The request: How many lines in the rows below contain the word "building"? Reply with the number alone.

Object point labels

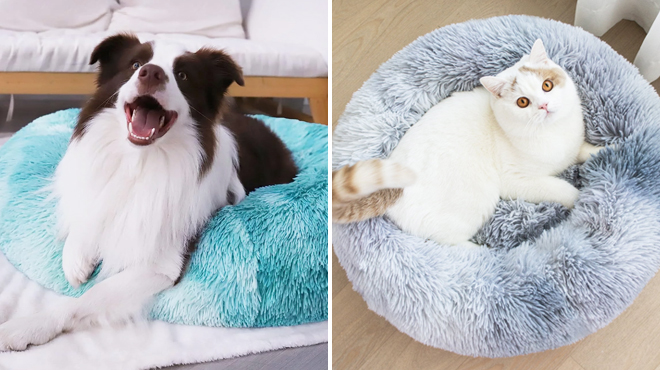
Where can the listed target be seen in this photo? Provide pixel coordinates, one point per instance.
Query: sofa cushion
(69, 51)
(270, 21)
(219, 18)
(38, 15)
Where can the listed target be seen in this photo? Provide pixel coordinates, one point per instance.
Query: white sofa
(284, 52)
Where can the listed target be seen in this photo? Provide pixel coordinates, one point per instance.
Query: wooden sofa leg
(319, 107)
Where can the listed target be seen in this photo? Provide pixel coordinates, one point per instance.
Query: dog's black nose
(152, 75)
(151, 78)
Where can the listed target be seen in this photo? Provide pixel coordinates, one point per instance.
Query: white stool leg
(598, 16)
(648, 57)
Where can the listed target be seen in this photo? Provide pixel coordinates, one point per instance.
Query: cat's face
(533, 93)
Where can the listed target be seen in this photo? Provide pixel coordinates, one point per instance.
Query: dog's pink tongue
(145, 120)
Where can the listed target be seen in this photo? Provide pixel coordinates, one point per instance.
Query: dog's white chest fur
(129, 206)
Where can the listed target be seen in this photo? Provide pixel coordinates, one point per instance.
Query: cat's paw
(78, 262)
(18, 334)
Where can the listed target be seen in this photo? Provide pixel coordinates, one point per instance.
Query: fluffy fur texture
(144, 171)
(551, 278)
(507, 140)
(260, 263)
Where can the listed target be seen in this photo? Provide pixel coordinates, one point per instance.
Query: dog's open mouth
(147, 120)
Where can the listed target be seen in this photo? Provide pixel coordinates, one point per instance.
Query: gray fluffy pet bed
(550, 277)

...

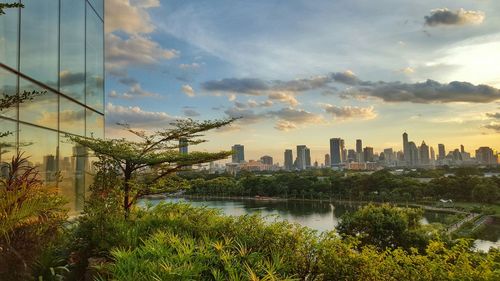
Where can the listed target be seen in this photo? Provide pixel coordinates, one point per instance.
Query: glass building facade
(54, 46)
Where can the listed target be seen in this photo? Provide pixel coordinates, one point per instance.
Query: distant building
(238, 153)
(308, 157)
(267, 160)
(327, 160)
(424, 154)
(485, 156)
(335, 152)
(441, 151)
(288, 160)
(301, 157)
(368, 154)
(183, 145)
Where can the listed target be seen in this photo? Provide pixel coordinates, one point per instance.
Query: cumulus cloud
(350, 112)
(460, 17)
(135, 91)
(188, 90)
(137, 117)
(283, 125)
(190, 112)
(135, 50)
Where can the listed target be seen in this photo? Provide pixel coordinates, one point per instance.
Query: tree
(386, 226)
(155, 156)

Solution to this task: 2